**What needs to be done:** Please repeat the lines starting with the one containing "Please segment every instance of the bison" and going on through the one containing "M 120 141 L", substituting "buffalo" for "bison" and keeping everything else the same.

Data extracted from a collection:
════

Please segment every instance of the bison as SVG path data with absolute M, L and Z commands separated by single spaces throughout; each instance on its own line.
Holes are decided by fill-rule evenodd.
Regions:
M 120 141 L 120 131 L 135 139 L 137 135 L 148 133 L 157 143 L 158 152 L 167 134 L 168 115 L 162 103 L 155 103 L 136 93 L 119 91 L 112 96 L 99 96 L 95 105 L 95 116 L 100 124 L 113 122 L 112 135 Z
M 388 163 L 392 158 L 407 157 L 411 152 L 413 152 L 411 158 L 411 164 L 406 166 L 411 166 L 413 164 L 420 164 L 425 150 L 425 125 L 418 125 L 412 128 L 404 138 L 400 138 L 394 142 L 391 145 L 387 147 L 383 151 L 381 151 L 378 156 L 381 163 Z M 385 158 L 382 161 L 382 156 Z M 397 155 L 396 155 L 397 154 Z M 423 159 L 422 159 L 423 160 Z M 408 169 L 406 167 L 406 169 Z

════

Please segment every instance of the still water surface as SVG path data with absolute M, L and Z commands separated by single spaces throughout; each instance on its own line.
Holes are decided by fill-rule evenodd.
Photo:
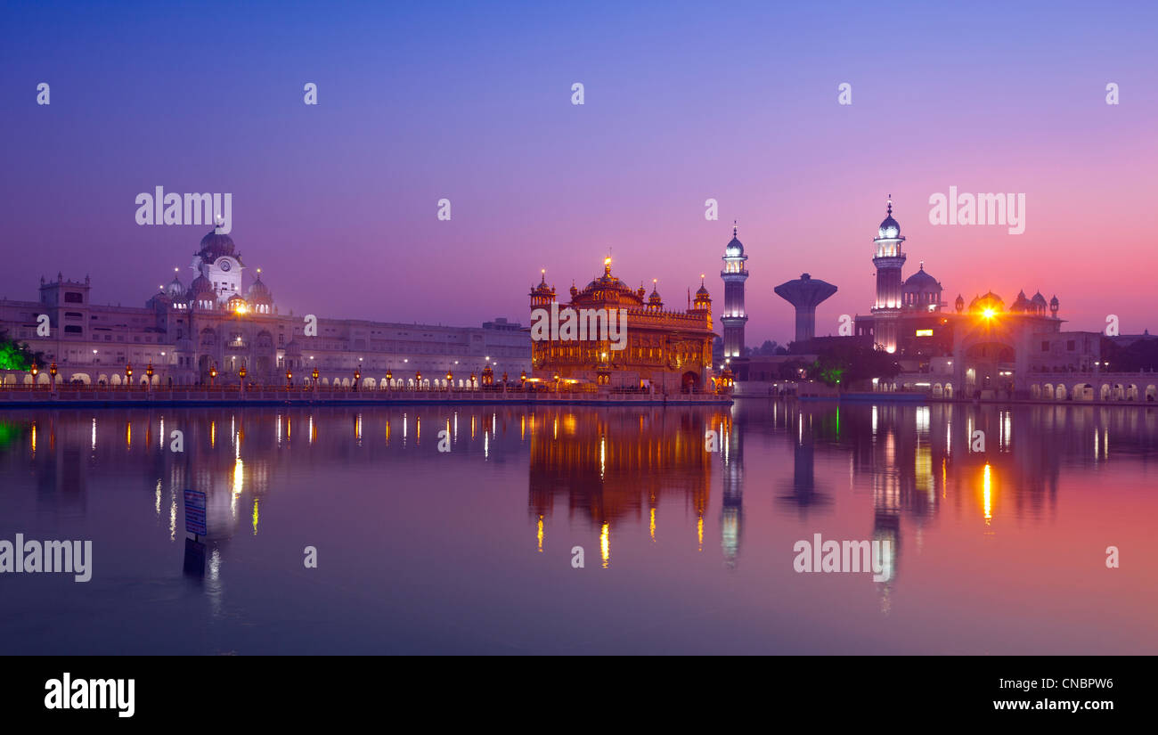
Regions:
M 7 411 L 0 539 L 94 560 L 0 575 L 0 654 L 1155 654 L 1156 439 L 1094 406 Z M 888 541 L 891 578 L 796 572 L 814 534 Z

════

**Task answer:**
Please segment every instance of the buffalo as SVG path data with absolute M, L and Z commands separated by single spaces throughout; each instance on its own line.
Holes are decided by fill-rule evenodd.
Regions:
M 120 141 L 120 131 L 135 139 L 137 135 L 148 133 L 157 143 L 158 152 L 167 134 L 168 115 L 162 103 L 155 103 L 136 93 L 119 91 L 112 96 L 99 96 L 95 105 L 95 116 L 100 124 L 113 122 L 112 135 Z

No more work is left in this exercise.